▶ DESCRIPTION OF THE TASK
Every line of the listing that contains the word "madeleine" is to be copied out.
**********
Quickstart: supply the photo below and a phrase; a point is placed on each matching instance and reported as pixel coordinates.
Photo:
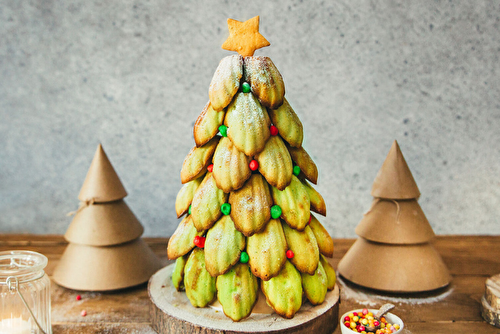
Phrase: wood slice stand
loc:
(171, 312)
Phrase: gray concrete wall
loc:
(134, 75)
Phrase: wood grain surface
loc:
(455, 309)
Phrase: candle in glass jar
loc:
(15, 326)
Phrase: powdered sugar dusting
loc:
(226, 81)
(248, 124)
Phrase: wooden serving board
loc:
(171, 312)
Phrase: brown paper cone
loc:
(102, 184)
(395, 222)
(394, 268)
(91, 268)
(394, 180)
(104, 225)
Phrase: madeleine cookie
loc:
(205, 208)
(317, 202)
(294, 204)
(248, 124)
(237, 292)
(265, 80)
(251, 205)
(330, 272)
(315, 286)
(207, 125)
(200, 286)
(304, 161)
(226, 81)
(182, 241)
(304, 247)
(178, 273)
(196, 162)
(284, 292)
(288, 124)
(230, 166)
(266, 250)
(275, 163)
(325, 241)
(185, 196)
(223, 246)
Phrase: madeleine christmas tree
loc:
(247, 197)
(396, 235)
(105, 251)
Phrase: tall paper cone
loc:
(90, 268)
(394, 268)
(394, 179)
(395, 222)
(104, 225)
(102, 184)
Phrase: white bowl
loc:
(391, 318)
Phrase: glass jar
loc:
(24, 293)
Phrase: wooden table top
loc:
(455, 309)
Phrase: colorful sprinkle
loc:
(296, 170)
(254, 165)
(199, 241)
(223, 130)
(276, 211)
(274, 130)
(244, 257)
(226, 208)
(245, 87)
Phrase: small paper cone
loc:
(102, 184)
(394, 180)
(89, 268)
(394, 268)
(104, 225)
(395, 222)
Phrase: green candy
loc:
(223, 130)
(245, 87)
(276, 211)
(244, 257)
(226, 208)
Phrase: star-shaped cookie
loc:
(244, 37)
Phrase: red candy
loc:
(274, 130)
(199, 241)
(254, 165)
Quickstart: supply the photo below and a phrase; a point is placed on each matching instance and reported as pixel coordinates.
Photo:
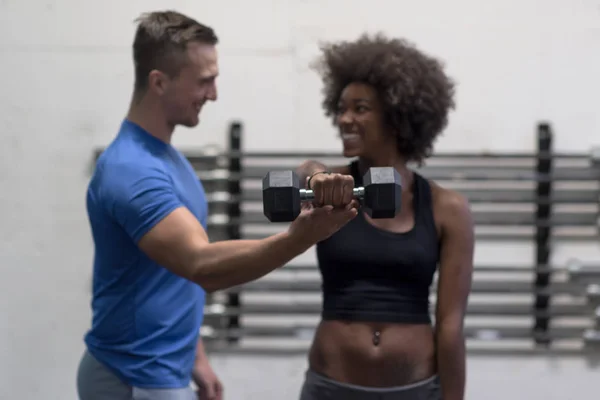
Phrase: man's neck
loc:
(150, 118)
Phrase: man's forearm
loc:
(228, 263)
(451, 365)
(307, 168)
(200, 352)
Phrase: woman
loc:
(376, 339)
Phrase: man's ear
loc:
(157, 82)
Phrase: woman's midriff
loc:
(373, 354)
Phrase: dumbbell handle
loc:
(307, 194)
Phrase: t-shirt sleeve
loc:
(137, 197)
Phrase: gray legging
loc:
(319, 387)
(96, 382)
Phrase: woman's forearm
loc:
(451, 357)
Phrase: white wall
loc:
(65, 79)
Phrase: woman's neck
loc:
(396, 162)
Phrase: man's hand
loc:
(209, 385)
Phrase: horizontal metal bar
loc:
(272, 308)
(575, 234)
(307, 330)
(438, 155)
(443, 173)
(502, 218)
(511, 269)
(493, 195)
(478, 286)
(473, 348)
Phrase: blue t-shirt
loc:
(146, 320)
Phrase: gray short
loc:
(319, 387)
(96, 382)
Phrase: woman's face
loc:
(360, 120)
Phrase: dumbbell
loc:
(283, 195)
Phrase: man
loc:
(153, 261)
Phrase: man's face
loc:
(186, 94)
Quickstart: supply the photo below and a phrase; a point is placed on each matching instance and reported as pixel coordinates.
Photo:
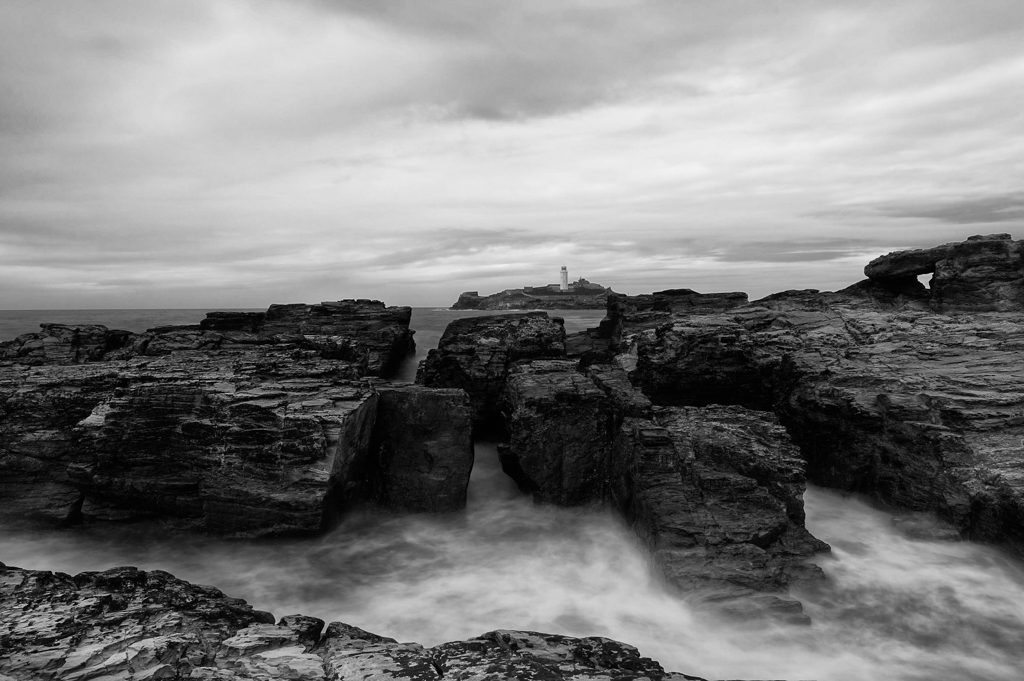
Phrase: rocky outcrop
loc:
**********
▶ EXERCISE RESPONSE
Phrase: madeleine cookie
Phrase: madeleine christmas tree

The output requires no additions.